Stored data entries
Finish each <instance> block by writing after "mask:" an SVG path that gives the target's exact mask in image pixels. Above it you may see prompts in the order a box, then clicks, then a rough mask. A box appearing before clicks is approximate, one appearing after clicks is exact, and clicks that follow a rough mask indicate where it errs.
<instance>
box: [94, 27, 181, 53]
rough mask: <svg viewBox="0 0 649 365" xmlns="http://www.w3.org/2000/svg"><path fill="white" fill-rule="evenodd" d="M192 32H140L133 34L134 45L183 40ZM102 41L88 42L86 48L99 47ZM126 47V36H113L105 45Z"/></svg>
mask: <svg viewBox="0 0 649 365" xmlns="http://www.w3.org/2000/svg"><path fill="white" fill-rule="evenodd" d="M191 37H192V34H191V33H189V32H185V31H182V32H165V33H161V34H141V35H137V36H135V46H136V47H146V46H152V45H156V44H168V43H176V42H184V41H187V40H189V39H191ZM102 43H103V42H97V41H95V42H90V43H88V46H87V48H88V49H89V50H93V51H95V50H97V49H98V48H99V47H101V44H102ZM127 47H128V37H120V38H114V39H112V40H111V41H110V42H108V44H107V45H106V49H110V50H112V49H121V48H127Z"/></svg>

EXERCISE DESCRIPTION:
Which lines hold the word "instance"? Return all of them from the records above.

EXERCISE SOLUTION:
Finish each <instance> block by writing after "mask:" an SVG path that gives the target's exact mask in image pixels. Above it you may see prompts in the order a box, then clicks, then a rough mask. A box appearing before clicks is approximate, one appearing after clicks is exact, and clicks that follow a rough mask indicate where it errs.
<instance>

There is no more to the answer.